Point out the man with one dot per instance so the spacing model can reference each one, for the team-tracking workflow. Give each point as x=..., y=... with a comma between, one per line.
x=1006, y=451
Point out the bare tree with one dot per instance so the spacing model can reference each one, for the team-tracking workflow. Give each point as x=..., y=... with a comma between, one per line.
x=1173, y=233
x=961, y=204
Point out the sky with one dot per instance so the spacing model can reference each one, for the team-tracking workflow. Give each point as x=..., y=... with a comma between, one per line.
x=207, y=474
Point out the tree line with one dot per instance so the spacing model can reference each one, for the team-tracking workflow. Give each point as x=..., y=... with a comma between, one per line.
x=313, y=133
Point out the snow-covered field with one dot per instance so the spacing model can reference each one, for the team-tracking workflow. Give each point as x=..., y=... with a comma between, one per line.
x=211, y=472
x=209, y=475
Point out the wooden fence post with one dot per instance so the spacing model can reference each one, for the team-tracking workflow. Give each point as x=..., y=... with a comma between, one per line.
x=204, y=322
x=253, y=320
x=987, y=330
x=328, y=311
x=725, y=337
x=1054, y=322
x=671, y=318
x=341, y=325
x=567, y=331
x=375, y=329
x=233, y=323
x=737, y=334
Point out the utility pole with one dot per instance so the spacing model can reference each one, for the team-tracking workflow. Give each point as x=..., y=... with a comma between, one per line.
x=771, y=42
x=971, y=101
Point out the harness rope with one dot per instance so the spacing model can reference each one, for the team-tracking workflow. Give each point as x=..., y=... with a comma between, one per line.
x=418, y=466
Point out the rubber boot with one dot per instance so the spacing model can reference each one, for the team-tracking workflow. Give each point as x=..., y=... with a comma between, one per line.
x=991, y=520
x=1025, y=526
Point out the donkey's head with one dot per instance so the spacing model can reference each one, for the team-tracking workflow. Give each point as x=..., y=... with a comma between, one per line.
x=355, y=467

Task directions »
From the line containing "Point out the donkey's" through the last line of the records, output each line exactly and nothing more.

Response for this exercise »
Point out the donkey's head with one dot per instance so the spacing model can reference each one, for the team-tracking workflow. Give each point as x=..., y=... with a comma between, one per line.
x=355, y=467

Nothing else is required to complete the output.